§ GIVEN INSTRUCTION
Write these lines out again, putting "mark" wherever "indicate" appears and leaving everything else as it is.

— start of RECORDS FOR THIS EXERCISE —

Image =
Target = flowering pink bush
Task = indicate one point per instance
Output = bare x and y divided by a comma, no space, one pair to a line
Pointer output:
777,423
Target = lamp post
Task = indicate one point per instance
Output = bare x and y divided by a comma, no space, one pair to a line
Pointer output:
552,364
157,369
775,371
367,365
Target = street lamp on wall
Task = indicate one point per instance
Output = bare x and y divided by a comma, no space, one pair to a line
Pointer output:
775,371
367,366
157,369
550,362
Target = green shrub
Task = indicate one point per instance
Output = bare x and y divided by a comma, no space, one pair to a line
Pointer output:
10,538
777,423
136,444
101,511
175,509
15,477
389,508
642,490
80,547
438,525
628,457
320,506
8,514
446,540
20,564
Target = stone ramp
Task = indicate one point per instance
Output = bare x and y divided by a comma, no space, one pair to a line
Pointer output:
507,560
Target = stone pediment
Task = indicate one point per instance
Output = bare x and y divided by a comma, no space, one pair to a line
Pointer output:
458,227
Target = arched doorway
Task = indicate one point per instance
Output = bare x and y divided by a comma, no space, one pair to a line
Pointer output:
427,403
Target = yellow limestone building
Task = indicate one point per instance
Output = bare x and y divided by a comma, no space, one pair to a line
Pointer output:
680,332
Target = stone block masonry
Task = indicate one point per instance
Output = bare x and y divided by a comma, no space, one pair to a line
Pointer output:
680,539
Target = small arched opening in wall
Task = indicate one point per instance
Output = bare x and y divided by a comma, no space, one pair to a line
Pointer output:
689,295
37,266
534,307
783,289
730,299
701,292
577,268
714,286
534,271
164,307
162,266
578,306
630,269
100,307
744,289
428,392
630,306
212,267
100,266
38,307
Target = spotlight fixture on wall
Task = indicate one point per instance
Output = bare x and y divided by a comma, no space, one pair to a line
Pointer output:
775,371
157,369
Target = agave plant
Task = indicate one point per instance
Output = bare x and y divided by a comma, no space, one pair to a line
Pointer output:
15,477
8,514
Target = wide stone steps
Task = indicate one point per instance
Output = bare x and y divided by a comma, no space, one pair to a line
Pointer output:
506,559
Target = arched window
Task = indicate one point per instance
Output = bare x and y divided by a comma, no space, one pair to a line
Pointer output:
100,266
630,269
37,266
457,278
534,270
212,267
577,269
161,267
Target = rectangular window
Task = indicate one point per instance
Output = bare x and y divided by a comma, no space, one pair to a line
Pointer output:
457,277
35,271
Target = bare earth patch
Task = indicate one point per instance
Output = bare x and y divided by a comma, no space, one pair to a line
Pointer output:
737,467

— end of RECORDS FOR THIS EXERCISE —

§ ANSWER TO THE PROBLEM
Image =
Target = flowering pink bush
Task = mark one point per instance
Output = bare x and y divided by a comma, no space, one pair to a line
Pointer output:
777,423
Target = lamp post
Task = mark one point per instance
Output = bare x and y divided by a comma, no space, one pair to a line
Pointer output:
552,364
157,369
775,371
367,365
Target = street lamp on wall
Task = mark one point per instance
Output = bare x and y divided by a comma, no space, one pair to a line
Pointer output:
775,371
367,366
157,369
550,362
Target = green shrub
Task = mark one point per instance
Output = bare x and y divided by a comma, no space, one pair to a line
Pointer output:
10,538
777,423
136,444
101,511
175,509
15,477
389,508
642,490
80,547
438,525
628,457
320,506
8,514
446,540
20,564
Target = stone ramp
Task = mark one point per instance
Output = bare x and y divided by a comma, no space, one pair to a line
Pointer output:
507,560
Target = stone pediment
Task = mark one point per instance
Output = bare x and y divided by a comma, no space, one pair to a line
Pointer output:
458,227
Target = arched doorway
Task = mark one point per instance
Output = bare x and y divided by a comma, no space, one pair to a line
Pointer output:
427,403
Target = yellow limestone building
Task = mark one point per instance
Output = bare x and y divided by a comma, no space, one pair to a line
Pointer output:
680,332
Target = stone block masonry
Task = mark one point per instance
Output = bare x and y divided by a comma, no space, one pair to a line
Pointer output:
680,539
Target = small arched opening in wall
Task = mark one point per instance
Output = bare x and y divided by a comma, no space, one pair to a line
Pointer output:
689,295
37,266
534,307
783,289
730,299
701,292
577,268
714,286
534,271
164,307
162,266
578,306
630,269
100,307
744,289
428,392
630,306
212,267
100,266
38,307
Target = spotlight fixture on wall
Task = mark one point per instance
Output = bare x and y divided by a comma, no space, one pair to a line
Pointer output:
775,371
157,369
Target = agave plant
Task = mark one point per instance
Output = bare x and y divided by a comma, no space, one pair to a line
Pointer output:
15,477
8,514
Target = wide stone steps
Task = mark one point per instance
Output = bare x and y divided by a comma, no space, one pair to a line
Pointer output:
506,559
Target = arched window
Task = mark one point per instance
Output = bare x and y divided by a comma, no space, one pair to a line
Pointer output:
100,266
630,269
37,266
457,278
534,270
212,267
577,269
161,267
Target = rectangular window
Task = mark one point per instance
Output = bare x and y divided by a comma, no space, one pair to a line
Pointer output:
457,277
35,271
Target = bare earth patch
Task = mark one point per instance
Output = bare x and y divided by a comma, no space, one pair to a line
Pointer output:
737,467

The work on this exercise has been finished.